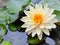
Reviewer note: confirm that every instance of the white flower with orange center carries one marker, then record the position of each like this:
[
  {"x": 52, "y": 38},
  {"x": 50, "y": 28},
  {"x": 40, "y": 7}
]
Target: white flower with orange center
[{"x": 38, "y": 20}]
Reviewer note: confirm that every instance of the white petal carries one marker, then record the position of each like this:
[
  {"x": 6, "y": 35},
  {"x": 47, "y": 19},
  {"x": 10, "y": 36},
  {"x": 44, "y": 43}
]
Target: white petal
[
  {"x": 54, "y": 20},
  {"x": 33, "y": 33},
  {"x": 25, "y": 25},
  {"x": 40, "y": 36},
  {"x": 25, "y": 19},
  {"x": 38, "y": 31},
  {"x": 31, "y": 8},
  {"x": 46, "y": 31},
  {"x": 50, "y": 25},
  {"x": 41, "y": 26},
  {"x": 29, "y": 32},
  {"x": 48, "y": 18},
  {"x": 31, "y": 27},
  {"x": 51, "y": 11}
]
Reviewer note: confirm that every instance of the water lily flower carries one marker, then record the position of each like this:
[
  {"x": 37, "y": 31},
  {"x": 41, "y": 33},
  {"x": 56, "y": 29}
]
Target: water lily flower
[{"x": 38, "y": 20}]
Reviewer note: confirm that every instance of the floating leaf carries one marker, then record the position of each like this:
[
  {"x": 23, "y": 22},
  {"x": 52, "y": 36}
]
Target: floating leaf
[
  {"x": 6, "y": 43},
  {"x": 12, "y": 27},
  {"x": 3, "y": 29},
  {"x": 0, "y": 38},
  {"x": 34, "y": 40},
  {"x": 15, "y": 6},
  {"x": 55, "y": 4},
  {"x": 6, "y": 18},
  {"x": 57, "y": 14}
]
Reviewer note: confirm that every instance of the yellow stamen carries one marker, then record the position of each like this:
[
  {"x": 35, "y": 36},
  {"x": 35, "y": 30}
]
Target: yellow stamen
[{"x": 37, "y": 18}]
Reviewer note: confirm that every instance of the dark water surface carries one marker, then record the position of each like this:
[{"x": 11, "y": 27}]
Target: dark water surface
[{"x": 20, "y": 38}]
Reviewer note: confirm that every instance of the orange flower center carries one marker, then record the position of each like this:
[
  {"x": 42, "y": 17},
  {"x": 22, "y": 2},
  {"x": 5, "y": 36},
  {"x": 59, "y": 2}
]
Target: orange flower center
[{"x": 37, "y": 18}]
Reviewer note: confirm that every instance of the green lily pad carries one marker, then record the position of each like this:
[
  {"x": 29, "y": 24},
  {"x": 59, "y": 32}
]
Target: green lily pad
[
  {"x": 15, "y": 6},
  {"x": 6, "y": 43},
  {"x": 0, "y": 38}
]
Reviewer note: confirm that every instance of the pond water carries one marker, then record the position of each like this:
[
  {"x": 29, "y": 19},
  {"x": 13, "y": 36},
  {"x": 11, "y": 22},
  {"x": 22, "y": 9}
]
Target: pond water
[{"x": 20, "y": 38}]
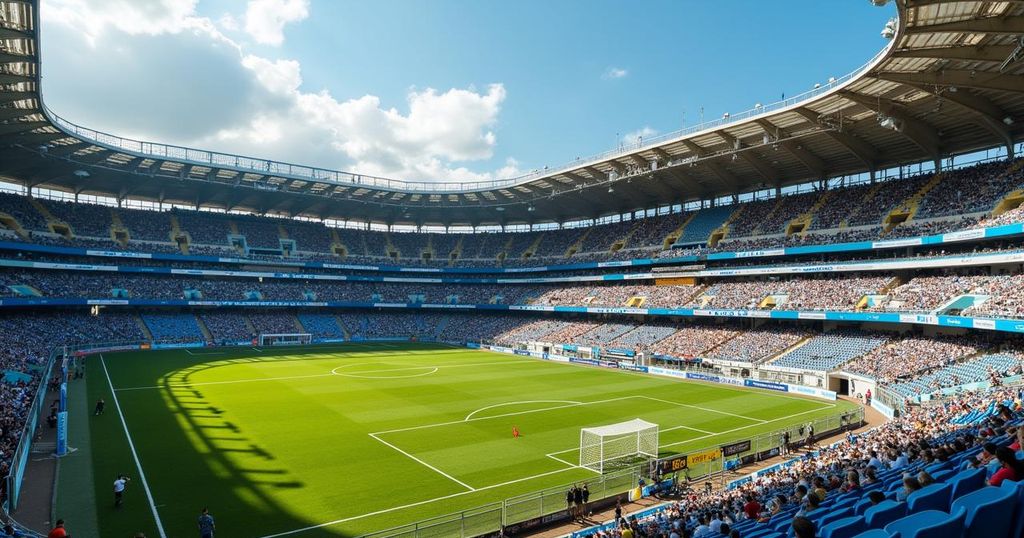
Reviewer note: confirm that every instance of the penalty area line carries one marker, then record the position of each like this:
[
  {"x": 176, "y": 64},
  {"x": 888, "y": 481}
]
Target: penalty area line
[
  {"x": 425, "y": 464},
  {"x": 131, "y": 445},
  {"x": 413, "y": 504}
]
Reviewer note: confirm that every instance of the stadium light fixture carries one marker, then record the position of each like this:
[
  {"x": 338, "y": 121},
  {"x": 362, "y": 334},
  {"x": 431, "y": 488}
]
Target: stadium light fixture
[
  {"x": 888, "y": 122},
  {"x": 889, "y": 31}
]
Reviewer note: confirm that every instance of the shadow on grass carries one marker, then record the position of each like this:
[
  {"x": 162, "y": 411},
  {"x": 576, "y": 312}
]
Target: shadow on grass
[{"x": 189, "y": 453}]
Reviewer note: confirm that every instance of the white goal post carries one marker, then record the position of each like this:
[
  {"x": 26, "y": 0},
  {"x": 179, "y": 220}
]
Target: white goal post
[
  {"x": 286, "y": 339},
  {"x": 625, "y": 441}
]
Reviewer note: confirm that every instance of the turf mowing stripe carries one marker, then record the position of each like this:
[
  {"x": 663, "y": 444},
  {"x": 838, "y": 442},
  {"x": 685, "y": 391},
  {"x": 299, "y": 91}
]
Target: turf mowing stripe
[
  {"x": 424, "y": 463},
  {"x": 413, "y": 504},
  {"x": 131, "y": 445},
  {"x": 424, "y": 426},
  {"x": 569, "y": 402},
  {"x": 710, "y": 410},
  {"x": 332, "y": 372}
]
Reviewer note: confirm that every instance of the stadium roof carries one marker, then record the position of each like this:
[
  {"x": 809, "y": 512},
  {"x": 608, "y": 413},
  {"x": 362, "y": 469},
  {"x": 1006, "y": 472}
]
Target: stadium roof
[{"x": 948, "y": 82}]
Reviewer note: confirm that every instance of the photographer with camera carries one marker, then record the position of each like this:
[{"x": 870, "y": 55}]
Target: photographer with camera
[{"x": 119, "y": 490}]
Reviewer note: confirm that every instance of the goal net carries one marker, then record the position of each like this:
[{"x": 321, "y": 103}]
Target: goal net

- [YOUR INSTRUCTIONS]:
Retype all records exactly as shown above, images excluded.

- [EXPECTED ANSWER]:
Reviewer note: confirm that every instance of the white flower with orange center carries one marker, then record the position of each like this:
[
  {"x": 52, "y": 38},
  {"x": 50, "y": 28},
  {"x": 40, "y": 7}
]
Target: white flower with orange center
[{"x": 38, "y": 20}]
Reviewer note: confirm that every instance of the white petal carries one marker, then record the position of each like this:
[
  {"x": 6, "y": 35},
  {"x": 47, "y": 19},
  {"x": 10, "y": 36},
  {"x": 44, "y": 43}
]
Target: white petal
[
  {"x": 54, "y": 20},
  {"x": 33, "y": 33},
  {"x": 25, "y": 25},
  {"x": 40, "y": 36},
  {"x": 25, "y": 19},
  {"x": 38, "y": 31},
  {"x": 31, "y": 8},
  {"x": 46, "y": 31},
  {"x": 50, "y": 25},
  {"x": 41, "y": 26},
  {"x": 29, "y": 32},
  {"x": 48, "y": 18},
  {"x": 31, "y": 27},
  {"x": 51, "y": 11}
]
Reviewer note: confirm that every instance of the water lily flower carries one marker, then record the position of each like this:
[
  {"x": 37, "y": 31},
  {"x": 41, "y": 33},
  {"x": 56, "y": 29}
]
Target: water lily flower
[{"x": 38, "y": 20}]
Reviewer note: confirm that every instance of the floating leaf carries one marker, then record the position of each like this:
[
  {"x": 23, "y": 22},
  {"x": 52, "y": 36}
]
Target: floating leaf
[
  {"x": 6, "y": 43},
  {"x": 12, "y": 27},
  {"x": 3, "y": 29},
  {"x": 0, "y": 38},
  {"x": 34, "y": 40},
  {"x": 15, "y": 6},
  {"x": 55, "y": 4},
  {"x": 6, "y": 18},
  {"x": 57, "y": 14}
]
Reviewer note: confirm that every instance of the yellow stamen carries one marker, then record the position of each like this:
[
  {"x": 35, "y": 36},
  {"x": 35, "y": 30}
]
Target: yellow stamen
[{"x": 37, "y": 18}]
Reviewer note: confirm that every instance of the dark water surface carries one marker, then record the position of each like this:
[{"x": 11, "y": 27}]
Target: dark water surface
[{"x": 20, "y": 38}]
Reviewer note: confirm that every instance of the orange flower center carries one marker, then record the position of each like this:
[
  {"x": 42, "y": 17},
  {"x": 22, "y": 2},
  {"x": 5, "y": 36},
  {"x": 59, "y": 2}
]
Target: orange flower center
[{"x": 37, "y": 18}]
Reviewer note: confirm that every instance of the green lily pad carries one marker, then record the position of each like this:
[
  {"x": 29, "y": 24},
  {"x": 59, "y": 32}
]
Target: green lily pad
[
  {"x": 15, "y": 6},
  {"x": 6, "y": 43},
  {"x": 0, "y": 38}
]
Reviewer note: confirm that every instance of the pond water carries one marker, then record the position of each like this:
[
  {"x": 29, "y": 19},
  {"x": 13, "y": 36},
  {"x": 11, "y": 22},
  {"x": 22, "y": 9}
]
Target: pond water
[{"x": 20, "y": 38}]
Reviewer note: confirm that every instance of the penalty area line carries one marker, then record the position of each like this:
[
  {"x": 176, "y": 64},
  {"x": 888, "y": 481}
]
Target: penalty area line
[
  {"x": 425, "y": 464},
  {"x": 131, "y": 445},
  {"x": 413, "y": 504}
]
Reviewer note: confirm that every instance of the stadium light fixture carries one marker, then record the position of each like this:
[
  {"x": 338, "y": 121},
  {"x": 362, "y": 334},
  {"x": 431, "y": 488}
]
Target: stadium light fixture
[
  {"x": 888, "y": 122},
  {"x": 889, "y": 31}
]
Reviewer note: confirm that every instance of the shadow on grass carries one marker, then record the position of each like this:
[
  {"x": 162, "y": 411},
  {"x": 576, "y": 312}
]
Target: shadow on grass
[{"x": 189, "y": 453}]
Reviewer note: confirm that every instance of the white goal post carries one marker, then record the position of each like this:
[
  {"x": 26, "y": 0},
  {"x": 179, "y": 220}
]
Target: white goal post
[
  {"x": 286, "y": 339},
  {"x": 625, "y": 441}
]
Reviewer note: confirm that every instance of the turf mowing stripe carries one marker, then record the position of each like this:
[
  {"x": 663, "y": 444},
  {"x": 838, "y": 442},
  {"x": 685, "y": 391},
  {"x": 299, "y": 91}
]
Target: turf mowing stripe
[
  {"x": 424, "y": 463},
  {"x": 413, "y": 504},
  {"x": 131, "y": 445},
  {"x": 424, "y": 426},
  {"x": 569, "y": 402},
  {"x": 710, "y": 410},
  {"x": 332, "y": 372}
]
Reviewer note: confirm that every instance of the stadium roof carries one marker, then record the position of each like this:
[
  {"x": 809, "y": 512},
  {"x": 608, "y": 413},
  {"x": 362, "y": 469},
  {"x": 1006, "y": 472}
]
Target: stadium roof
[{"x": 948, "y": 82}]
Reviewer note: confirm that every instance of the photographer with camera carries one marker, then record the position of each like this:
[{"x": 870, "y": 55}]
Target: photographer with camera
[{"x": 119, "y": 490}]
Reviewer note: confirm that every instance of the goal net carries one marker, then record the position of each like this:
[{"x": 321, "y": 103}]
Target: goal net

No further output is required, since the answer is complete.